§ **About this exercise**:
All of the records must be repeated exactly as they read.

■ ■ ■

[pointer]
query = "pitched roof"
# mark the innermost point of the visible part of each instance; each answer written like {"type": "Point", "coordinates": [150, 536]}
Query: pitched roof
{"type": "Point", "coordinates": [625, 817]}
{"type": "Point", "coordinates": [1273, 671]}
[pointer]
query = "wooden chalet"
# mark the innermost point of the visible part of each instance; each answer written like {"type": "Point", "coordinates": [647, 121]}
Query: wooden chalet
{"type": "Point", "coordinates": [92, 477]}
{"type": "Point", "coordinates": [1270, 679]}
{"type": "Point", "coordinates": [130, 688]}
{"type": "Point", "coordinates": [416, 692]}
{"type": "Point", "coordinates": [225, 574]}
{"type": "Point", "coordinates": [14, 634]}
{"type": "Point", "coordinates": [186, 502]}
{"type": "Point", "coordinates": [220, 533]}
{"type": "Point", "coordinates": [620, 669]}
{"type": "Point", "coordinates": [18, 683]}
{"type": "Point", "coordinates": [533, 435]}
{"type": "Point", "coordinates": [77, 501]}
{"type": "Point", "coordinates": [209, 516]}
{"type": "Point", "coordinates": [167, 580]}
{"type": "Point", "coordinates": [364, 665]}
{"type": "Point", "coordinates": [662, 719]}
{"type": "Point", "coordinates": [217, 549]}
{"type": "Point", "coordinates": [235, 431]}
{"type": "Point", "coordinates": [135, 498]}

■ ■ ■

§ **Answer space**:
[pointer]
query = "pitched roof"
# mark the innermost point of the visible part of each instance; each answer written like {"type": "Point", "coordinates": [150, 536]}
Query: pitched roof
{"type": "Point", "coordinates": [625, 817]}
{"type": "Point", "coordinates": [1273, 671]}
[pointer]
query = "wooden chalet"
# mark the innermost point of the visible part of each instance; each answer written like {"type": "Point", "coordinates": [647, 121]}
Query: wooden chalet
{"type": "Point", "coordinates": [92, 477]}
{"type": "Point", "coordinates": [1270, 679]}
{"type": "Point", "coordinates": [130, 688]}
{"type": "Point", "coordinates": [416, 692]}
{"type": "Point", "coordinates": [225, 574]}
{"type": "Point", "coordinates": [14, 634]}
{"type": "Point", "coordinates": [186, 502]}
{"type": "Point", "coordinates": [220, 533]}
{"type": "Point", "coordinates": [620, 669]}
{"type": "Point", "coordinates": [18, 683]}
{"type": "Point", "coordinates": [533, 435]}
{"type": "Point", "coordinates": [77, 501]}
{"type": "Point", "coordinates": [209, 516]}
{"type": "Point", "coordinates": [167, 580]}
{"type": "Point", "coordinates": [364, 665]}
{"type": "Point", "coordinates": [662, 719]}
{"type": "Point", "coordinates": [217, 549]}
{"type": "Point", "coordinates": [235, 431]}
{"type": "Point", "coordinates": [135, 498]}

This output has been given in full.